Boundary labeling items:
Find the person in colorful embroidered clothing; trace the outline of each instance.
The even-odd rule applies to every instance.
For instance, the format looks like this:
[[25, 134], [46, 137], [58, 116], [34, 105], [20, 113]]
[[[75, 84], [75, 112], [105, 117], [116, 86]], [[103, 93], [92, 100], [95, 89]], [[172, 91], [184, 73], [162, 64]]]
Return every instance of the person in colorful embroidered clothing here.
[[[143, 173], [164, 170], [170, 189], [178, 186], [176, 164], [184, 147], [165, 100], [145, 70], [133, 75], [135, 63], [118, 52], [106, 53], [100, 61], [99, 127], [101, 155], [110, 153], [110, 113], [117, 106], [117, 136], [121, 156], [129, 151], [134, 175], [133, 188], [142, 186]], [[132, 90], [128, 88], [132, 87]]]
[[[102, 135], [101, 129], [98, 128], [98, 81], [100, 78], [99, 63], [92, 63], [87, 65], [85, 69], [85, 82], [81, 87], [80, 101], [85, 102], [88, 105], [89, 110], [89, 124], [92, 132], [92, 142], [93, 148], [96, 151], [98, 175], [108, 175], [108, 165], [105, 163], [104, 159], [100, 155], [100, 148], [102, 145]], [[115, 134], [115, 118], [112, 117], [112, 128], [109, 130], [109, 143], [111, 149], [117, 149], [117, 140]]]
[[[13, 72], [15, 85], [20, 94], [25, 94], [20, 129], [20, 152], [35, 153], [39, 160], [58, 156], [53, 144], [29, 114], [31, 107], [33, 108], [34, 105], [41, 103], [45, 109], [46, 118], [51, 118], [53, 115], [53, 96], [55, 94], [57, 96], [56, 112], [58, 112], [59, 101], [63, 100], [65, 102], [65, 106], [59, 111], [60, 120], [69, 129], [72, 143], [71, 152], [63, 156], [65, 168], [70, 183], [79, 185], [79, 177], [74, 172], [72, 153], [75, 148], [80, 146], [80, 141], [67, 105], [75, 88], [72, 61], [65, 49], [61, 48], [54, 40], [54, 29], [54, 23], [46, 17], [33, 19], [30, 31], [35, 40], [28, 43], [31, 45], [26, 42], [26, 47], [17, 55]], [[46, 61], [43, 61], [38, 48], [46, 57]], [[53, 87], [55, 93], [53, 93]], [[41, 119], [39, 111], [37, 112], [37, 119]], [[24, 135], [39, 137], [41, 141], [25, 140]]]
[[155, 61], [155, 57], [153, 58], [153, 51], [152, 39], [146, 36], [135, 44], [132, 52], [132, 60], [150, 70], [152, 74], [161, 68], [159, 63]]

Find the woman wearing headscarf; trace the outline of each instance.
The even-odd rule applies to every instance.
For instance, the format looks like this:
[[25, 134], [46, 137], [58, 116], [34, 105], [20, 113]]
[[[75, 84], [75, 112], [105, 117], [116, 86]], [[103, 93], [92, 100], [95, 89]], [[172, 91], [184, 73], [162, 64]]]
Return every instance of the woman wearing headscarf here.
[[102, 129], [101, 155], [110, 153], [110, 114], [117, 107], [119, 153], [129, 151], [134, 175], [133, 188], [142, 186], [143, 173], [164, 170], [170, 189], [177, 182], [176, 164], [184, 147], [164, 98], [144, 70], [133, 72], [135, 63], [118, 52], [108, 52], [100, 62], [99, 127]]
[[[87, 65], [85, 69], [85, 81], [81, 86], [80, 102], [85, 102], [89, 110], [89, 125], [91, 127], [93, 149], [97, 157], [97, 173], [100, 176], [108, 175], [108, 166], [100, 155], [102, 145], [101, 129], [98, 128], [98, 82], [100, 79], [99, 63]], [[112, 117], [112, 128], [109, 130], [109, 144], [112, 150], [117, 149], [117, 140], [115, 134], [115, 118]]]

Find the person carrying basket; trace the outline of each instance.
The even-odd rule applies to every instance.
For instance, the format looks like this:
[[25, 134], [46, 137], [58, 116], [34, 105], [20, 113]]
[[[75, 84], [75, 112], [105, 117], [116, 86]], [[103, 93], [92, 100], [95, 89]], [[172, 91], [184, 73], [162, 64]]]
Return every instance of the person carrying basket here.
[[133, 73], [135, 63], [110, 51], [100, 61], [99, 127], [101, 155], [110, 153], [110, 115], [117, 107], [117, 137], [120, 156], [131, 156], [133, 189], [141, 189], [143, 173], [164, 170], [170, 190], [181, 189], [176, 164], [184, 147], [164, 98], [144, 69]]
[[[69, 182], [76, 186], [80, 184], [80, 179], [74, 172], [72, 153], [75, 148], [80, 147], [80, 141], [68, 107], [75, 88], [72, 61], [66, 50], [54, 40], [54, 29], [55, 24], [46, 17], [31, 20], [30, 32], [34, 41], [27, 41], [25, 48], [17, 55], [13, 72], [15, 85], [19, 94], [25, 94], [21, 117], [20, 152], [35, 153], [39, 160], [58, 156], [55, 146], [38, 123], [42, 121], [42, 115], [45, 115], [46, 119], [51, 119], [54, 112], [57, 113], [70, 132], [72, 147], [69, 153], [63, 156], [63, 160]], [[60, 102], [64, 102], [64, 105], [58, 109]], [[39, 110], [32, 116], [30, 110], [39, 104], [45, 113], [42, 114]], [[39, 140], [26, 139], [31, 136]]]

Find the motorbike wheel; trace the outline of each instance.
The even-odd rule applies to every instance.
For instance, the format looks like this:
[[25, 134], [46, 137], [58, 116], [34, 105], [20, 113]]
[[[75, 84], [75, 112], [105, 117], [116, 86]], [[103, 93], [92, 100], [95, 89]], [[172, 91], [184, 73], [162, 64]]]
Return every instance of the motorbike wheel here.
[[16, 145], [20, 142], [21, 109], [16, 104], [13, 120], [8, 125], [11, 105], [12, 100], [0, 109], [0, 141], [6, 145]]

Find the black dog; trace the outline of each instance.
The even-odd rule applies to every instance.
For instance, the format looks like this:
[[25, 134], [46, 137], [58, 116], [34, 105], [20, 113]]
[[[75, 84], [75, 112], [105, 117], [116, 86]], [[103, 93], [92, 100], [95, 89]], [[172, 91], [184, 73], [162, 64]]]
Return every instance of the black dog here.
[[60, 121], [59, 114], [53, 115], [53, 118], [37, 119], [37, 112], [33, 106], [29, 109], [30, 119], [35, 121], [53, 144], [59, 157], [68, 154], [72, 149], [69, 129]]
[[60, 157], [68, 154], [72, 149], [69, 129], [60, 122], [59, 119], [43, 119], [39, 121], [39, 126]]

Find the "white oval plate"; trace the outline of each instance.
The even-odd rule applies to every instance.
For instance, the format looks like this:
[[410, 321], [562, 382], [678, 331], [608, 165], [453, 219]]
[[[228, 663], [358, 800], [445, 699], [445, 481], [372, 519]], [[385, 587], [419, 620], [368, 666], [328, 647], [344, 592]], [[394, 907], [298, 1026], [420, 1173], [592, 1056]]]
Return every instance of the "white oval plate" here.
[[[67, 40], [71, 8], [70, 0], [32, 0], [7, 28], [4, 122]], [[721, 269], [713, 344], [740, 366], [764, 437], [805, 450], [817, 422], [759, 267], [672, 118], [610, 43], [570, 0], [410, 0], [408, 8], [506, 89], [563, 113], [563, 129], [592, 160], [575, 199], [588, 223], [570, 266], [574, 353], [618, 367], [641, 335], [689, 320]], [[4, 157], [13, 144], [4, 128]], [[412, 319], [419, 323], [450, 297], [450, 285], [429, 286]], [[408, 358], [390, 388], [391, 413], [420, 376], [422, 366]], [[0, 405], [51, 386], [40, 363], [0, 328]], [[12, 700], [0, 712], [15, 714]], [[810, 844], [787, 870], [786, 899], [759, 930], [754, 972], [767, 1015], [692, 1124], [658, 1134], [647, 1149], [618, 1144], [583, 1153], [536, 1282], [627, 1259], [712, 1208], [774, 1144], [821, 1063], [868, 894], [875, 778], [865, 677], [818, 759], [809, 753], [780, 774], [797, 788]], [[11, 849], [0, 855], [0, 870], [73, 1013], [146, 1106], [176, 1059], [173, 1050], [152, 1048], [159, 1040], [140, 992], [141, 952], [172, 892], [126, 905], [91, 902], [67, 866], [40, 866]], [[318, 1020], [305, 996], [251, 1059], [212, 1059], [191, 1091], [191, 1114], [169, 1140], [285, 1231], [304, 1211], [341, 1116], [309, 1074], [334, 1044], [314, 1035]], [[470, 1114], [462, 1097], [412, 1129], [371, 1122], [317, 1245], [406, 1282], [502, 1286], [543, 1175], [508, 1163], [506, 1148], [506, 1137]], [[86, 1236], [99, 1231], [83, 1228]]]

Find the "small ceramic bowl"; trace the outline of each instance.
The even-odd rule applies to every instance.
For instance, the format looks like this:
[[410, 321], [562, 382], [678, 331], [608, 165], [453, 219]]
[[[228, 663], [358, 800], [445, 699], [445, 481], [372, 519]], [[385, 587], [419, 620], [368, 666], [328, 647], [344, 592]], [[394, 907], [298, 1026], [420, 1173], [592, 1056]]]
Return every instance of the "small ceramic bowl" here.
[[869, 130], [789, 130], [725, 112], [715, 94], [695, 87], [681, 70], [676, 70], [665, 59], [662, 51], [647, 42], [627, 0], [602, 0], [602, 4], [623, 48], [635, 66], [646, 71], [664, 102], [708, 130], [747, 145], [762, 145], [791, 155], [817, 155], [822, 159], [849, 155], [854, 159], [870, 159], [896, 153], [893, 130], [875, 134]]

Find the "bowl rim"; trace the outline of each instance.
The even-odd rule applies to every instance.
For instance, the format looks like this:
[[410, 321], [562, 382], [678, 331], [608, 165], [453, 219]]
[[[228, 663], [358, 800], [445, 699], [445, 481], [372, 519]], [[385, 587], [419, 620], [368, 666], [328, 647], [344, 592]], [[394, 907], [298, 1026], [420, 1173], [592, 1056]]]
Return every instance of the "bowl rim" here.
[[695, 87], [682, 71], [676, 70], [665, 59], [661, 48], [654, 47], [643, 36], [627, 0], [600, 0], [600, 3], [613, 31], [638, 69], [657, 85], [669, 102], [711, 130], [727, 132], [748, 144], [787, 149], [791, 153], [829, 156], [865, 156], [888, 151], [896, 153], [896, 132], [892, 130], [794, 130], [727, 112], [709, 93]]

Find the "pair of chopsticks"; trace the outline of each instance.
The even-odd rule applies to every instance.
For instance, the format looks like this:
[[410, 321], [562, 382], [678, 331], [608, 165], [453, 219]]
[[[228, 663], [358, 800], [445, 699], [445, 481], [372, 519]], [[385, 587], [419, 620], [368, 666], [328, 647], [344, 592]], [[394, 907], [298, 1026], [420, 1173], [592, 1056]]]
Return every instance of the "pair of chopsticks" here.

Exercise aim » List each line of the items above that contains the string "oval", treating uppercase and lowercase as different.

Written reply »
Find the "white oval plate"; trace the outline of each instance.
Return every instance of the "white oval plate" here.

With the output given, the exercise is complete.